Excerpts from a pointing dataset
- - -
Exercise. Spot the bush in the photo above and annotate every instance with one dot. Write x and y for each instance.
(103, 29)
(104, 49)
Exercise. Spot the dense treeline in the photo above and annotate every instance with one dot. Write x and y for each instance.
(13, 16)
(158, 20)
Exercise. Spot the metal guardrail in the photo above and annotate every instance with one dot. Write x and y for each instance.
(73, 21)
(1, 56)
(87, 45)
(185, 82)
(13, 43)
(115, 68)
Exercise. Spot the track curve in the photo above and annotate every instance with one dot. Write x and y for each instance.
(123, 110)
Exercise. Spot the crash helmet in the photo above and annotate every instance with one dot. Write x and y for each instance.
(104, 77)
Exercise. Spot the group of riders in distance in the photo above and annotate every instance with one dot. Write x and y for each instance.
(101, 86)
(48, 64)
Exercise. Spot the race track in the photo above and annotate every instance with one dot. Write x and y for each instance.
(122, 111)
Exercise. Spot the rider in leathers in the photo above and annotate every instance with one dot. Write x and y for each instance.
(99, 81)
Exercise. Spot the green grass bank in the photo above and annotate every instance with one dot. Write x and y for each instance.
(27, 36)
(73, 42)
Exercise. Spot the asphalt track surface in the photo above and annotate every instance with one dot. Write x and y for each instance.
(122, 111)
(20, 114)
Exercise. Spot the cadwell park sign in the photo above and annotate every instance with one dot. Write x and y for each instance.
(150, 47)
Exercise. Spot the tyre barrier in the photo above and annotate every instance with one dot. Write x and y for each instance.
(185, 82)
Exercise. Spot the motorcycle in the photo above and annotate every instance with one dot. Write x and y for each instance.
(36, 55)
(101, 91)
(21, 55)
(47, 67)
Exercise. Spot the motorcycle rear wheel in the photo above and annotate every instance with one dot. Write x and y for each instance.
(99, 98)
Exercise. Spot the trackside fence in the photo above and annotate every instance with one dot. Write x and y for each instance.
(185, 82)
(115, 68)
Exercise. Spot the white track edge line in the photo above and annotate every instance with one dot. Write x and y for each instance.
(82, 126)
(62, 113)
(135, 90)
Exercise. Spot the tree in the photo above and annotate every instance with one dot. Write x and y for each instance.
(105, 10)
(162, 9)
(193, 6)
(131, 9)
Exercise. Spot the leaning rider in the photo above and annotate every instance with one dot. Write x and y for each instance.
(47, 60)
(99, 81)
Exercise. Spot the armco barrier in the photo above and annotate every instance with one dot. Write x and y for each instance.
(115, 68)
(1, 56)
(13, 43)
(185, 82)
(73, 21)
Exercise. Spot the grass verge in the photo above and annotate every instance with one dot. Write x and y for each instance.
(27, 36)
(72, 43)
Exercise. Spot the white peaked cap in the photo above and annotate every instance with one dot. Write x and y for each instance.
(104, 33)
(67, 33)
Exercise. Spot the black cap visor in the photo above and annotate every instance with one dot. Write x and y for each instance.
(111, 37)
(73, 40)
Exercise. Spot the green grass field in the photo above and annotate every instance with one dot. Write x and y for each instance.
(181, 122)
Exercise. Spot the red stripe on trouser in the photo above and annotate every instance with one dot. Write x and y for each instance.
- - -
WRITTEN EXERCISE: Copy all of the items above word for word, line by line, with nothing changed.

WRITTEN ANSWER:
Exercise. Spot the bush in the photo above and annotate every instance with one dot. Write x and y for each instance.
(103, 29)
(104, 49)
Exercise. Spot the dense treeline in the photo above and annotate every instance with one dot. Write x and y for each instance.
(13, 16)
(158, 20)
Exercise. Spot the metal guardrail in the photo above and annotate every instance with one dot. Write x and y for each instance.
(73, 21)
(1, 56)
(87, 45)
(185, 82)
(13, 43)
(115, 68)
Exercise. Spot the track curve in the photo above and annotate every instance with one dot. Write x and y for each instance.
(123, 110)
Exercise. Spot the crash helmet in the photo above and annotate every instance with one dot. Write x and y for each instance.
(104, 77)
Exercise. Spot the group of riders in distance in the photo above and annotate every instance with one dot. Write x and y for each instance.
(101, 86)
(48, 64)
Exercise. Spot the race track in the photo above and annotate every instance with one dot. Write x and y for each instance.
(122, 111)
Exercise. Spot the rider in leathers in the photo above and annotate every instance with one dot. Write x and y for each instance.
(99, 81)
Exercise. Spot the green grass bank in the photo above and annotate every instance with one dot. Write x and y for each instance.
(27, 36)
(73, 42)
Exercise. Spot the asphalt track surface in the photo above and annotate every instance with one dot. Write x and y for each instance.
(122, 111)
(20, 114)
Exercise. Spot the cadwell park sign in the photo above and annotate every instance with one dot. Write x and y for each instance.
(150, 47)
Exercise. Spot the tyre barrier in the photo above and annotate every instance with one dot. Write x and y for each instance.
(185, 82)
Exercise. Spot the motorcycle in the photo above and annotate every instance with one dot. Write x and y for each instance.
(36, 55)
(101, 91)
(21, 55)
(47, 67)
Exercise. Spot the motorcycle rear wheel in the photo above and annotate every instance with one dot. Write x and y for each instance.
(99, 98)
Exercise. Spot the trackside fence in the photo above and annotate every instance with one dot. Write x and y for each instance.
(185, 82)
(115, 68)
Exercise. Spot the white track edge line in the photo above and annotate every instance with one dot. Write x and y for each instance.
(82, 126)
(62, 113)
(135, 90)
Exercise. Spot the tree in the photo above and annotate every instance with one dot. Write x and y for each instance.
(105, 10)
(162, 9)
(193, 6)
(131, 9)
Exercise. Spot the leaning rider in the photo above and annotate every instance with one dot. Write x and y for each instance.
(47, 60)
(99, 81)
Exercise. Spot the armco barrier in the photo above and annotate every instance with one dot. Write x and y for each instance.
(115, 68)
(1, 56)
(13, 43)
(185, 82)
(73, 21)
Exercise. Spot the grass verge in the photo above and annotate every instance with one dot. Write x and y for each instance.
(27, 36)
(72, 43)
Exercise. Spot the white peaked cap in the photo above and annotate every instance with one dot. Write x and y for each instance.
(104, 33)
(67, 33)
Exercise. Spot the black cap visor in the photo above and annotate every instance with one dot. Write x and y for each instance.
(111, 37)
(73, 40)
Exercise. Spot the green grass field in the photo above and annotate every instance with one dot. Write x and y for each instance.
(181, 122)
Exercise. Spot the red stripe on trouser in the photo above and annotate every instance with one dot. Write x and y for each instance.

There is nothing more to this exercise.